## Written instruction
Please reproduce the data below line for line, leaving out the pictures.

## Collection entries
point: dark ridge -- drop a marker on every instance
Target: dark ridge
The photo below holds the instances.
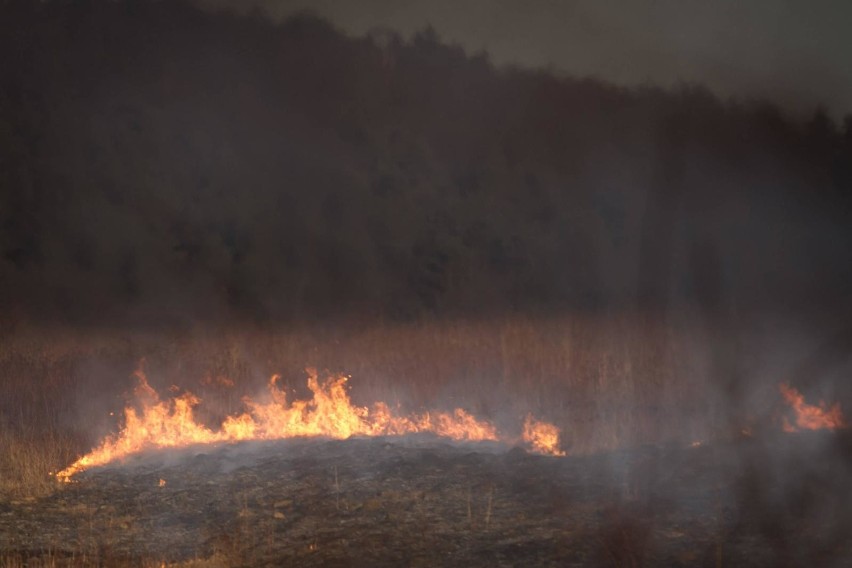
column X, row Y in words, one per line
column 159, row 163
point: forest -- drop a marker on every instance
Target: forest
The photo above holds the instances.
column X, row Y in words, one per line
column 162, row 165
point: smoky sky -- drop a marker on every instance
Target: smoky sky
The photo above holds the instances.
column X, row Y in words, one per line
column 795, row 53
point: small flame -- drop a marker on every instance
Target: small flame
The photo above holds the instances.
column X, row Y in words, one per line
column 542, row 436
column 808, row 416
column 329, row 413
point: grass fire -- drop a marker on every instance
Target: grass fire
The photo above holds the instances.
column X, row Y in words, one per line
column 392, row 283
column 329, row 414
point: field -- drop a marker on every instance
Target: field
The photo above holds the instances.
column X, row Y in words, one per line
column 641, row 413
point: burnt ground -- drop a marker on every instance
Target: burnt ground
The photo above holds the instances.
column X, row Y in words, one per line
column 785, row 500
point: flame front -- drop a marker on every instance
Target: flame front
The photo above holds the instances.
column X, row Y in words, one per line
column 328, row 413
column 543, row 437
column 808, row 416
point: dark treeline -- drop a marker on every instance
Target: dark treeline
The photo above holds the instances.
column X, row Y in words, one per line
column 159, row 162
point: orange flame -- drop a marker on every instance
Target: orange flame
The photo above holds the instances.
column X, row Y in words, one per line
column 810, row 417
column 329, row 413
column 543, row 437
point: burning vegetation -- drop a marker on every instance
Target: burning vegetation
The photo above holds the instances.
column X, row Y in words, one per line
column 328, row 413
column 808, row 416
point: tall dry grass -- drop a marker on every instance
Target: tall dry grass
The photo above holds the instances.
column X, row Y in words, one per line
column 607, row 383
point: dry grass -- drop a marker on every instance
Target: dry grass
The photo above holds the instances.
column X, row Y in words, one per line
column 607, row 384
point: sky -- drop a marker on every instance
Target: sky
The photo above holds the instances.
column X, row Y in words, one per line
column 794, row 52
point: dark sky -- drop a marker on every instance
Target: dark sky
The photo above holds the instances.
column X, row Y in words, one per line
column 794, row 52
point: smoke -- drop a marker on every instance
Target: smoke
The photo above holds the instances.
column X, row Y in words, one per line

## Worked answer
point: dark ridge -- drop a marker on every instance
Target: dark ridge
The photo below holds the instances.
column X, row Y in words, one per line
column 159, row 163
point: forest -- drop a marker on every instance
Target: forest
The photo above holds the instances.
column X, row Y in words, one per line
column 162, row 165
point: smoky sky -- drop a marker on every instance
Target: smoky sky
The photo above holds the instances.
column X, row Y in words, one per line
column 795, row 53
point: small flame -- drop a marker on every instance
Target: small flame
The photo above holds the instances.
column X, row Y in words, one per line
column 542, row 436
column 808, row 416
column 329, row 413
point: grass fire -- drop a marker on every instance
Target: grass fire
The photo above holds the instances.
column X, row Y in words, one per line
column 392, row 283
column 329, row 414
point: field -- drop a marker on every instance
Target: field
The photo above holds the instances.
column X, row Y in words, one per line
column 641, row 413
point: burnt ground -- drop a marker on every instance
Target: burnt ground
The photo above holds the instances.
column X, row Y in words, one per line
column 785, row 500
point: flame front -- drop a marker on every instance
Target: flame front
The photo above holds the instances.
column X, row Y in words, one per line
column 328, row 413
column 543, row 437
column 808, row 416
point: dark treeline -- drop a marker on every instance
Target: dark treeline
The photo above holds the instances.
column X, row Y in words, one per line
column 159, row 162
point: orange flame -- drop a marker on every instance
Target: orange flame
The photo above holds the instances.
column X, row Y in words, one per line
column 810, row 417
column 329, row 413
column 543, row 437
point: burning vegetation -- drop a marker on every instance
Target: burning vegetation
The photo above holds the instances.
column X, row Y in words, one per line
column 328, row 413
column 808, row 416
point: tall dry grass -- drop a marker on every instance
Target: tall dry grass
The photo above holds the instances.
column X, row Y in words, one per line
column 607, row 383
point: dry grass -- drop a marker on every instance
Target: dry grass
The photo above holds the instances.
column X, row Y in words, one per line
column 607, row 384
point: sky -- drop a marker on every instance
Target: sky
The photo above holds the instances.
column X, row Y in words, one per line
column 794, row 52
point: dark sky -- drop a marker on every instance
Target: dark sky
The photo above holds the instances.
column X, row Y in words, one per line
column 794, row 52
point: smoke -- drop a marker on every instance
Target: smoke
The photo above holds the instances.
column X, row Y in words, one per line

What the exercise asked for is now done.